= Your assignment =
Where a line holds the word "panel", copy it from the records.
BEGIN Listed records
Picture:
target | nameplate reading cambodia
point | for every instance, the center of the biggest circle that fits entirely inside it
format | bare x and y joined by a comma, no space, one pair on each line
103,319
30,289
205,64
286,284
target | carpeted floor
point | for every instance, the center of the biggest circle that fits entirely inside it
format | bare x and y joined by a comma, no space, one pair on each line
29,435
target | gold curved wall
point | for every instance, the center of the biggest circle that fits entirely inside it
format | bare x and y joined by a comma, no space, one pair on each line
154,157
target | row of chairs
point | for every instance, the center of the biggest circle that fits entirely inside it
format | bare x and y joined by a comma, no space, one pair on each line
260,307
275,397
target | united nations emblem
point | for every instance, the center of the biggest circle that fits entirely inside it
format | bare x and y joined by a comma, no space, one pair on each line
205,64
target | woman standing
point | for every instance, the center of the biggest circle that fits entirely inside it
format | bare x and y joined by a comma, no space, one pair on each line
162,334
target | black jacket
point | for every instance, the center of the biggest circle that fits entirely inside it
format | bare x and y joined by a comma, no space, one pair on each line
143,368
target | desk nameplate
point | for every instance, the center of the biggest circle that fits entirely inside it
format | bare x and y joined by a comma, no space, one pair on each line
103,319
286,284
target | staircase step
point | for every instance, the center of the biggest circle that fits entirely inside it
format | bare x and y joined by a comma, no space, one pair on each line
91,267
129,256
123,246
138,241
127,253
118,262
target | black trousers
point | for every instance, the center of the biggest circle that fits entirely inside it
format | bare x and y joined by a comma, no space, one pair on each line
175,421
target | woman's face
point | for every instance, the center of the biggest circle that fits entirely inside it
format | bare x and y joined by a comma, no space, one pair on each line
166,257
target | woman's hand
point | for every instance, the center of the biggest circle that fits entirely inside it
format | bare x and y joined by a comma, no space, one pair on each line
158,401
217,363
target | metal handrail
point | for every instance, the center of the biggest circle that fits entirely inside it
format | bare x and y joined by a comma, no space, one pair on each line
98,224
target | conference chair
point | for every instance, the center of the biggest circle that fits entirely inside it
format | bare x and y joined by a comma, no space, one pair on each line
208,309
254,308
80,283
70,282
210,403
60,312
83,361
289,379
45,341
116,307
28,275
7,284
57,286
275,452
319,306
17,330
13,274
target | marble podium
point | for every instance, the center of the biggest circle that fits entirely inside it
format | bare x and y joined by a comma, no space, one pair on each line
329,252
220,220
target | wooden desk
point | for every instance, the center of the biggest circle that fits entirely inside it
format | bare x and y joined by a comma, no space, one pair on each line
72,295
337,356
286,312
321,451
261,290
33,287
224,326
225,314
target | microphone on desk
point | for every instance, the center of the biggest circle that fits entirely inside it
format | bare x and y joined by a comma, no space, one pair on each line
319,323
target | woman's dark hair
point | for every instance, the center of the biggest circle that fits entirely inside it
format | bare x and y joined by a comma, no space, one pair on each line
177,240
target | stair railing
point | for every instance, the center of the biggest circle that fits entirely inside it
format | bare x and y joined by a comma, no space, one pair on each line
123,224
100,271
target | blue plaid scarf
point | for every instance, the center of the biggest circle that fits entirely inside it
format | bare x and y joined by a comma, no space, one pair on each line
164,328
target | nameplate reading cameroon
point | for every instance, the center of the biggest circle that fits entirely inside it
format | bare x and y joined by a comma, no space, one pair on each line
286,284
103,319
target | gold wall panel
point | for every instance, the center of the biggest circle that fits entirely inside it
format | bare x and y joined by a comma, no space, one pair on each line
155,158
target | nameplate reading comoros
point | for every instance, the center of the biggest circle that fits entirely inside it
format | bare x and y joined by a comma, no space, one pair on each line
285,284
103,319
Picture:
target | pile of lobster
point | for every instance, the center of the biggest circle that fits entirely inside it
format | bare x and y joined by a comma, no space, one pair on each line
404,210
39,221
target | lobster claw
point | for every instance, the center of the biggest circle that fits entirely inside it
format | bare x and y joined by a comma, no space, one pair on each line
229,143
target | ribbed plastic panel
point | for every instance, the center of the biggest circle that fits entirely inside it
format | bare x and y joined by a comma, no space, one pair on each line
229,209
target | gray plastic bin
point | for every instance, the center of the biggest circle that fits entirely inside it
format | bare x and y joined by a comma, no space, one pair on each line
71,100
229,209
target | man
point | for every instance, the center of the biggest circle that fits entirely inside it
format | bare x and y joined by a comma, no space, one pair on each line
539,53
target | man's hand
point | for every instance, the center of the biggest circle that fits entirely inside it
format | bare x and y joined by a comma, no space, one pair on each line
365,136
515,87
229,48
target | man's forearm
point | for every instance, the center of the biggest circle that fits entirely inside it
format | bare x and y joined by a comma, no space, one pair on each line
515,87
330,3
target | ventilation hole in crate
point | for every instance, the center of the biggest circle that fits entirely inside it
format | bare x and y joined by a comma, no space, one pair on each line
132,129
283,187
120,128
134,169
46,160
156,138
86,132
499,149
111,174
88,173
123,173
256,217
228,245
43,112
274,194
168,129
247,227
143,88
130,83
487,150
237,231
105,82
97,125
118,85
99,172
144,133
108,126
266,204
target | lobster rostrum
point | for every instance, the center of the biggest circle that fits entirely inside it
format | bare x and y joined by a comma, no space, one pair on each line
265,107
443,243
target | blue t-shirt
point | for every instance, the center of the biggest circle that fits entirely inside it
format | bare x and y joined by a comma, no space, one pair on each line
END Listed records
= Task answer =
target | gold wall panel
target | ribbed plastic panel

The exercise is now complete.